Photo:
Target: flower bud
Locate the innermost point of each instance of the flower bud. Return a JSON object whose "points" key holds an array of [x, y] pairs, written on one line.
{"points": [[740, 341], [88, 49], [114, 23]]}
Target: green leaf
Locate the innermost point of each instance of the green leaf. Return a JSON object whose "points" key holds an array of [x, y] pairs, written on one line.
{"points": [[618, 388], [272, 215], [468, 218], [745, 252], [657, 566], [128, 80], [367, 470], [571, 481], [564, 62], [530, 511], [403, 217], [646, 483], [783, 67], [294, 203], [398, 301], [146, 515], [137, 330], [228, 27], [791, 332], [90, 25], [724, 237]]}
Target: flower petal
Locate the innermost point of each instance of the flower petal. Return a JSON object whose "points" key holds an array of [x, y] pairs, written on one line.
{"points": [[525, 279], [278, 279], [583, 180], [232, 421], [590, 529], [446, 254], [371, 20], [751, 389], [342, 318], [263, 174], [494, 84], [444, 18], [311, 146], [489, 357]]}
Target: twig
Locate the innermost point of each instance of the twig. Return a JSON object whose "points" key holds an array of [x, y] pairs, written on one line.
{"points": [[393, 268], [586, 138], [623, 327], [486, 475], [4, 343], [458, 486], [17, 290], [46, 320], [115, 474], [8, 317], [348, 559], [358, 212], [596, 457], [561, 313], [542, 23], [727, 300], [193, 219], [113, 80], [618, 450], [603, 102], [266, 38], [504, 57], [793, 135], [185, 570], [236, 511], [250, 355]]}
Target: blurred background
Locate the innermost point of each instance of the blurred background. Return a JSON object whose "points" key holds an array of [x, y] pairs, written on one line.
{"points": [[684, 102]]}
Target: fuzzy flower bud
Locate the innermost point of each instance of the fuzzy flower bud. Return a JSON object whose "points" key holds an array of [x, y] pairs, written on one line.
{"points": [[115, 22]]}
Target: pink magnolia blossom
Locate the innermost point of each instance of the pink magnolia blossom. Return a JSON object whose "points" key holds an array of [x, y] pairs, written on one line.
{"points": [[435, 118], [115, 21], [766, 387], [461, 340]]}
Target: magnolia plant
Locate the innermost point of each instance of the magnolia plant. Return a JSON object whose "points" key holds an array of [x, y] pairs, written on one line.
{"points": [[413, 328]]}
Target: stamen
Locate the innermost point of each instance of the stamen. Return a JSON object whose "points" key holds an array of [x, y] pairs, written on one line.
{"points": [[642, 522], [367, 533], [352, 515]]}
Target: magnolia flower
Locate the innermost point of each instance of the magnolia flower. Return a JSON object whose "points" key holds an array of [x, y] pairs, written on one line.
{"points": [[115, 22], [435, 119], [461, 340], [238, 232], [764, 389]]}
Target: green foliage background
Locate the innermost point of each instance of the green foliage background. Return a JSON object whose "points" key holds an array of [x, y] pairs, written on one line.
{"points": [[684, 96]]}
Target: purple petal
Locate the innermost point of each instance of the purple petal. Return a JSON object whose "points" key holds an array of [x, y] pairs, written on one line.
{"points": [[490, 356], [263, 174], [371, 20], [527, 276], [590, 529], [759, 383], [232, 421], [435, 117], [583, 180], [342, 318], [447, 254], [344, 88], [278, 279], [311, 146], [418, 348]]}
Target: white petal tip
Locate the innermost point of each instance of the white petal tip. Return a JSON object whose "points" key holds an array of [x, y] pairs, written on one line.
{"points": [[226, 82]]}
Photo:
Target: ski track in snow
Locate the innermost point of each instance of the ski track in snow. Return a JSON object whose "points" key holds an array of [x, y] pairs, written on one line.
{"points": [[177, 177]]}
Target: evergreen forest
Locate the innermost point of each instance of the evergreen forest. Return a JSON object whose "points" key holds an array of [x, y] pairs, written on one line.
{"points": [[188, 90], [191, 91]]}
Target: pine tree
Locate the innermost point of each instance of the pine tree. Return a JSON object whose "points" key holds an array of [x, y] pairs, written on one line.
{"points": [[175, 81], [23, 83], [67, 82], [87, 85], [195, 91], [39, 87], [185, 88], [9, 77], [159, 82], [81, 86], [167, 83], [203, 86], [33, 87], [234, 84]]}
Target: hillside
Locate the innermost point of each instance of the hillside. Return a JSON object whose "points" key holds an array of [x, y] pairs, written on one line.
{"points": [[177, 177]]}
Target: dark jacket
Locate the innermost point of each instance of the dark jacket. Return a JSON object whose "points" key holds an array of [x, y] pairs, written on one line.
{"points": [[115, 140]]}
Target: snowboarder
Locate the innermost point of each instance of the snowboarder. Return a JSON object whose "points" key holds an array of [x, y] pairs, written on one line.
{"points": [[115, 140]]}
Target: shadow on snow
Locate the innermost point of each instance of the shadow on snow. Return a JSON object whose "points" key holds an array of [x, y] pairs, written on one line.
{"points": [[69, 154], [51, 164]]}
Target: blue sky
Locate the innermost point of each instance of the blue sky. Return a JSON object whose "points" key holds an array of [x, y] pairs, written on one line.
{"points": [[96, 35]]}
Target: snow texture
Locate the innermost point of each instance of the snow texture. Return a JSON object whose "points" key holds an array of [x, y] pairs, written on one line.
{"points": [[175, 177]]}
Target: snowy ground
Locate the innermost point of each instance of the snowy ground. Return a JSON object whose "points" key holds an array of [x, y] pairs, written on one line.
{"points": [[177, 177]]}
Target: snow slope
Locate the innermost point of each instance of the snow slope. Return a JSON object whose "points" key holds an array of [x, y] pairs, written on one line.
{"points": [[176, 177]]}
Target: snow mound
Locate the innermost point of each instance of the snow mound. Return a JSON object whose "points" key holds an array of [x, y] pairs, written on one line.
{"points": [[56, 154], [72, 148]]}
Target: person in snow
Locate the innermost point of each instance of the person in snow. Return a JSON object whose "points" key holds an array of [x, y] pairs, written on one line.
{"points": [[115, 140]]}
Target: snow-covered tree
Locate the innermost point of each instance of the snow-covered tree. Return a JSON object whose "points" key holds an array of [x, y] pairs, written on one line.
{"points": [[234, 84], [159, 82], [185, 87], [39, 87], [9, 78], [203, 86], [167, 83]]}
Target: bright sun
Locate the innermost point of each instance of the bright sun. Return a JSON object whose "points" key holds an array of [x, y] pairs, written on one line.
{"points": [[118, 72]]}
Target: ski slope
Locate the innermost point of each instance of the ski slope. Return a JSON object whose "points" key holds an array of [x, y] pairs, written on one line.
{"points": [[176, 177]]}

- - -

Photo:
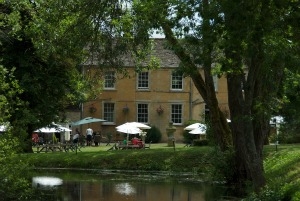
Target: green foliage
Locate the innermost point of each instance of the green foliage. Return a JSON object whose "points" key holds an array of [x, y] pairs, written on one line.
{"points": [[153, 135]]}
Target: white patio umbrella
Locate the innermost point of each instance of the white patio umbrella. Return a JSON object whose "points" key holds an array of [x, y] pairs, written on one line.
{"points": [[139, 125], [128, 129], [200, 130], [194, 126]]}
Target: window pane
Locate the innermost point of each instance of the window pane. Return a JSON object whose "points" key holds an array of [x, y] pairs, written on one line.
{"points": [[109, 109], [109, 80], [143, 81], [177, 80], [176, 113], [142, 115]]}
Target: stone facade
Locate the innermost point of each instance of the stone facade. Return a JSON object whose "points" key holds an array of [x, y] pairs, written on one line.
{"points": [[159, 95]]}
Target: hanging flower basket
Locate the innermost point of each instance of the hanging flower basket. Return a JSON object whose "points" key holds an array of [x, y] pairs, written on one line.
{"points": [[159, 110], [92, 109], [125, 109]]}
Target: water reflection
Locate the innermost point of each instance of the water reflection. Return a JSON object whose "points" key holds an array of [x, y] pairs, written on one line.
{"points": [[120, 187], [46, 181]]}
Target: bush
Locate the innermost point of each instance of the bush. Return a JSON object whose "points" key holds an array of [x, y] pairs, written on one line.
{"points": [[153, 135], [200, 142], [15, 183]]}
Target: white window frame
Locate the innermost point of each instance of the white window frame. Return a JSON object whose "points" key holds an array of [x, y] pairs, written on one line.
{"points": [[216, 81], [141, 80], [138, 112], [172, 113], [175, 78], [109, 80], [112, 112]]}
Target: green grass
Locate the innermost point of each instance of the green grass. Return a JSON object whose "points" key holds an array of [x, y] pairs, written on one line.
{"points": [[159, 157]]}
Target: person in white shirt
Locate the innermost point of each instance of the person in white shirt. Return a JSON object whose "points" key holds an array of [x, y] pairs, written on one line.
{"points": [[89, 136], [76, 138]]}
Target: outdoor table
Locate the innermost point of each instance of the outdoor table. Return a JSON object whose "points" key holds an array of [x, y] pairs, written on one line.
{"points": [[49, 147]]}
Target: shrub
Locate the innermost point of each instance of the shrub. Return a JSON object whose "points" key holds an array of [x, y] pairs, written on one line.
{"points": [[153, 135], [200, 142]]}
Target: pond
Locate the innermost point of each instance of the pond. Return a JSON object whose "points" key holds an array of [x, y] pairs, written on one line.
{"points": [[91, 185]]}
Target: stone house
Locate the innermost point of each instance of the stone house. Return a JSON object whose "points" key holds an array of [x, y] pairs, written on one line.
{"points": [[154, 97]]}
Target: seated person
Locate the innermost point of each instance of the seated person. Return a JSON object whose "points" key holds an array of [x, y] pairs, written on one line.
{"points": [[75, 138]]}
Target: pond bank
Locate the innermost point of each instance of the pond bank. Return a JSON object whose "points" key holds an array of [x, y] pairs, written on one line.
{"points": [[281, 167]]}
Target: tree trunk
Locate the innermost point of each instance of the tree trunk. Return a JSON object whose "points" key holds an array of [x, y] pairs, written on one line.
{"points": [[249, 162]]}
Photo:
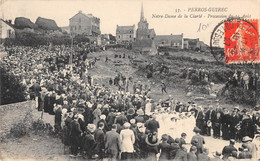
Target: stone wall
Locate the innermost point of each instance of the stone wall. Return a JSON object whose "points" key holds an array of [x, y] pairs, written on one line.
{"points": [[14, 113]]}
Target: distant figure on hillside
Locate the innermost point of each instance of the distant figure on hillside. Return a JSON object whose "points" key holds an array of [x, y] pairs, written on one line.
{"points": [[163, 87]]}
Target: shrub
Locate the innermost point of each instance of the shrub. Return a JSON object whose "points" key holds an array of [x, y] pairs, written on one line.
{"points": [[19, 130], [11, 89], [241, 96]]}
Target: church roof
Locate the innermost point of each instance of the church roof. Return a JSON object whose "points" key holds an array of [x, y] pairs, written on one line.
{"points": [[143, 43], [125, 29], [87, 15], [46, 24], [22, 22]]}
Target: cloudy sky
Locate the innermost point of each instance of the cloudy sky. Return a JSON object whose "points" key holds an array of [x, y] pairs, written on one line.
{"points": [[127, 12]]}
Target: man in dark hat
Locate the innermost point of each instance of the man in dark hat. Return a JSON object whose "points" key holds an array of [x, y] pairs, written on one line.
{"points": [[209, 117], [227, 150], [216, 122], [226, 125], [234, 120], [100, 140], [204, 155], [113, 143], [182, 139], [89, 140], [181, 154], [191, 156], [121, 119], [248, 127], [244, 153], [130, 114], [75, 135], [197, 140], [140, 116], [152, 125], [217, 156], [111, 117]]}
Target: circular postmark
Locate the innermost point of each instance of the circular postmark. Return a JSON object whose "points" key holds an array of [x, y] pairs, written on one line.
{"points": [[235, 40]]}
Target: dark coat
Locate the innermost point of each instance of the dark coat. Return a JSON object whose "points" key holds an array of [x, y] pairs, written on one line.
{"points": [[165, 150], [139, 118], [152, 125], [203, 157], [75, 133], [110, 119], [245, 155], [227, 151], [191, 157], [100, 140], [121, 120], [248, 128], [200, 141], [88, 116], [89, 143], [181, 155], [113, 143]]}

- - -

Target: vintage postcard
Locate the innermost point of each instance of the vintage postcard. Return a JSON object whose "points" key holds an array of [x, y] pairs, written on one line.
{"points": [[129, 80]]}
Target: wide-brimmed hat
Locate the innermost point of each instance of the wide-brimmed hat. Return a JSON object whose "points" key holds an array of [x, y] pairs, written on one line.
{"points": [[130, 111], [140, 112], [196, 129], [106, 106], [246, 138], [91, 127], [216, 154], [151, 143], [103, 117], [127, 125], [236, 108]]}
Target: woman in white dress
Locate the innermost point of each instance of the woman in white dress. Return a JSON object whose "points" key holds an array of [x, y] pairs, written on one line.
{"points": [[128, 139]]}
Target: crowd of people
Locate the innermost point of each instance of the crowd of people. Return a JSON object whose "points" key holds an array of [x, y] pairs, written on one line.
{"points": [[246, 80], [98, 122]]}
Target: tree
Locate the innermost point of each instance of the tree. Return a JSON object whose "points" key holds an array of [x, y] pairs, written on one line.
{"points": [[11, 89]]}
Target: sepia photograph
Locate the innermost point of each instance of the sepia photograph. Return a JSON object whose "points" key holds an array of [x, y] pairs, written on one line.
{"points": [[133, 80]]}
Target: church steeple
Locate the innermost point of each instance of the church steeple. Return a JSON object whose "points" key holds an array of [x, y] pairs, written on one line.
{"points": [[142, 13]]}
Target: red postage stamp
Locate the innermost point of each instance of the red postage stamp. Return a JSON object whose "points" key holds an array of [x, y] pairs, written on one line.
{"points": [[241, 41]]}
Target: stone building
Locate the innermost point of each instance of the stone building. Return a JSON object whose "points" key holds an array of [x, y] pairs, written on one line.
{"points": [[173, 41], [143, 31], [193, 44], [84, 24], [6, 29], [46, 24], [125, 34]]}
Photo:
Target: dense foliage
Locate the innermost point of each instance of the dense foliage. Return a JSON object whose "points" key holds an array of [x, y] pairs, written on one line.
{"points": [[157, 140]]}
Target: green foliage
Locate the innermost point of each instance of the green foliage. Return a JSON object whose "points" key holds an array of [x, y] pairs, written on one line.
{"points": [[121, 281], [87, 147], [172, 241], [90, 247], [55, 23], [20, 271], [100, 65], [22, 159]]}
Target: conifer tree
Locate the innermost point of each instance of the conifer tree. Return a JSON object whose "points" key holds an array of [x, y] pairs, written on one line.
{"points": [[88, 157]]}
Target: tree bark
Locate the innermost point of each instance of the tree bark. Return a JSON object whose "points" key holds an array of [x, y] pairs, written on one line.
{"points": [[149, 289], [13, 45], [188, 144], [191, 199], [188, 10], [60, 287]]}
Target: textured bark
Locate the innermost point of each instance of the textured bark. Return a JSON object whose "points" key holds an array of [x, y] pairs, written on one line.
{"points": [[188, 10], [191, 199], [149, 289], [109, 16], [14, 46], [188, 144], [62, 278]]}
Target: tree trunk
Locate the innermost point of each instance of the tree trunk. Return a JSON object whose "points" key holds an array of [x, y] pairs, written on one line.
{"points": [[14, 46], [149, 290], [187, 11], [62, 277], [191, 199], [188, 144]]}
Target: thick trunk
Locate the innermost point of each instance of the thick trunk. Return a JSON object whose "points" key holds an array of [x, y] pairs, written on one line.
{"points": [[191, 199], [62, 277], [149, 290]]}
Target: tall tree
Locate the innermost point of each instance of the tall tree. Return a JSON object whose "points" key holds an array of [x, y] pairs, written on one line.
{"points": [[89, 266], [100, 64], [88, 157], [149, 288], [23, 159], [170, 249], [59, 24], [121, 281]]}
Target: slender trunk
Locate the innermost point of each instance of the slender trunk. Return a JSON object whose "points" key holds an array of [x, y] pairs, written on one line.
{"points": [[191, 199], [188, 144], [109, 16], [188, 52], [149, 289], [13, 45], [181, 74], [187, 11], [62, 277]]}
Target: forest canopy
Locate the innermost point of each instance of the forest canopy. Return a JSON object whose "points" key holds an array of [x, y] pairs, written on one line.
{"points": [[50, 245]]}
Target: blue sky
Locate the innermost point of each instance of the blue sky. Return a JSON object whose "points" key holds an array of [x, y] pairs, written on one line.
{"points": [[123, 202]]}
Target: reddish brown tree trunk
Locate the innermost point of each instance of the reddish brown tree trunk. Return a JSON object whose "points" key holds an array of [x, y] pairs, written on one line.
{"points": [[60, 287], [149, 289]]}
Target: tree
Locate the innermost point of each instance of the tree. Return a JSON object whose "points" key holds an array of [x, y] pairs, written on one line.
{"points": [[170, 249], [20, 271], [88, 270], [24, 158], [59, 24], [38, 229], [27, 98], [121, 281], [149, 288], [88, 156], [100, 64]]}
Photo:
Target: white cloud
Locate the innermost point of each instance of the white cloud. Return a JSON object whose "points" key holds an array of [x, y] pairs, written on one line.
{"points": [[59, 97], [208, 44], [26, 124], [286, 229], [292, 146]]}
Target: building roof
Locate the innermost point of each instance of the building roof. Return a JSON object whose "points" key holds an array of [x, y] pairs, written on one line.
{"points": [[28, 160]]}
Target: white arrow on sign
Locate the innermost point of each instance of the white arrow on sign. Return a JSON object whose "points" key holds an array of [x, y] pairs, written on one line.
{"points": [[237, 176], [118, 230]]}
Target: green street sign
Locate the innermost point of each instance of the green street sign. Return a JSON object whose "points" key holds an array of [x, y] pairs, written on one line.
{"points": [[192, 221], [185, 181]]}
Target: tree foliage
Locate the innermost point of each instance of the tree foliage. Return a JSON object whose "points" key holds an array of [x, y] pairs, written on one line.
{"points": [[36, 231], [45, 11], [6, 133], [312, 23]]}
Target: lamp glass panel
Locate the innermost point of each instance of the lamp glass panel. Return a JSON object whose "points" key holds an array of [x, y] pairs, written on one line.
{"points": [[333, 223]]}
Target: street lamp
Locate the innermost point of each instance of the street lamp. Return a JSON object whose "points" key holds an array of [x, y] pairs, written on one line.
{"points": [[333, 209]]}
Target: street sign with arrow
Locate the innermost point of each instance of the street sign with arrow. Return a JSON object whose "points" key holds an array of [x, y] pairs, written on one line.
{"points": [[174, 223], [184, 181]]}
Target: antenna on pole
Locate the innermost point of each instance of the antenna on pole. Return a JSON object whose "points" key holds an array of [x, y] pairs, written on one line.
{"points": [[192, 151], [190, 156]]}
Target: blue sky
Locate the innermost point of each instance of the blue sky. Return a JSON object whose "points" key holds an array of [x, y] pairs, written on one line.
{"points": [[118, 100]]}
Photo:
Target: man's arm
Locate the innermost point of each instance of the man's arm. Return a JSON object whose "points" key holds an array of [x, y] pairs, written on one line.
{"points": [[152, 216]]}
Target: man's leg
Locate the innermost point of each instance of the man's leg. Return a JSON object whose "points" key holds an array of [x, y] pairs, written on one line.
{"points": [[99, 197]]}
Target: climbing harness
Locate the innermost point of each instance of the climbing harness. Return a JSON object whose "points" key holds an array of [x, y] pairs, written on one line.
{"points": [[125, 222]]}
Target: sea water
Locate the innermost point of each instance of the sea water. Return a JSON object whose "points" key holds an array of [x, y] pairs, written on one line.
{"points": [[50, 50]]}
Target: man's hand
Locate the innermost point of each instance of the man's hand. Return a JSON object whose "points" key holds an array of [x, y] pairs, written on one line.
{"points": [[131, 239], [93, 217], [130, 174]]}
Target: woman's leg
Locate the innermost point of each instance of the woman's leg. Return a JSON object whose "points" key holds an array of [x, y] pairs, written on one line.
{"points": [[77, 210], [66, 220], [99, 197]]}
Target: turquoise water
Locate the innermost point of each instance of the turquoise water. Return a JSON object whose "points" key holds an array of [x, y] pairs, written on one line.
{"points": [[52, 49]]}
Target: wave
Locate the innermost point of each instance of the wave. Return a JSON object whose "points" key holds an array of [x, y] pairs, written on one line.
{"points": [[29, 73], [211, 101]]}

- - -

The task -
Report each line of the material above that contains the word "people".

Correct output -
Target: crowd of people
Locate the innermost point of each instance of the crowd of people. Return a JSON object whose "points" key holds an array of [x, y] pairs, written on one line.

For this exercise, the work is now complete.